> **Problem to solve**:
Below are the entries; give again exactly the lines from the one mentioning "TARGET: blue jeans" through the one mentioning "POINT: one per instance on the green trousers", inclusive.

══ Source information ══

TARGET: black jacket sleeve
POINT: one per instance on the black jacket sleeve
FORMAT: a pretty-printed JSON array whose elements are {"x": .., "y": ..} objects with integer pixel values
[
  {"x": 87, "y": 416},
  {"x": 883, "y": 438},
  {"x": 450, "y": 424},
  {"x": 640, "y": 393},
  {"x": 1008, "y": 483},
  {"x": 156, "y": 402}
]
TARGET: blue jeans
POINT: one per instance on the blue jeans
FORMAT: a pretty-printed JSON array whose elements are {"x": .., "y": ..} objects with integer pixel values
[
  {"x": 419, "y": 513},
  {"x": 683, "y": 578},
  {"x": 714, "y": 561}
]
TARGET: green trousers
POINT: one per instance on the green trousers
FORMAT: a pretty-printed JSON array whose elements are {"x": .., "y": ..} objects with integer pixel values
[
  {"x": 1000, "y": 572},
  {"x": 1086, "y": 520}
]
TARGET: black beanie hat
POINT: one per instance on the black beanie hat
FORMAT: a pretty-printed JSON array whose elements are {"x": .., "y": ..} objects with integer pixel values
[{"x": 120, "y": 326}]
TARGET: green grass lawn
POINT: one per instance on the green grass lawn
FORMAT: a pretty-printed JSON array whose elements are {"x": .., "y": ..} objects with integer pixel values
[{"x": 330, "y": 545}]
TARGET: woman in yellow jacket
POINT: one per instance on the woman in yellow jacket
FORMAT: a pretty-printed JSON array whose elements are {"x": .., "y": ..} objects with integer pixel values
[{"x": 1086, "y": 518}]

═══

> **Task solution**:
TARGET: blue jeans
POINT: one per instance on the blue jeans
FORMAT: a pretty-printed JSON array whose elements are {"x": .., "y": ..} objects with integer pixel values
[
  {"x": 419, "y": 513},
  {"x": 683, "y": 578},
  {"x": 714, "y": 561}
]
TARGET: green trousers
POINT: one per instance on the green trousers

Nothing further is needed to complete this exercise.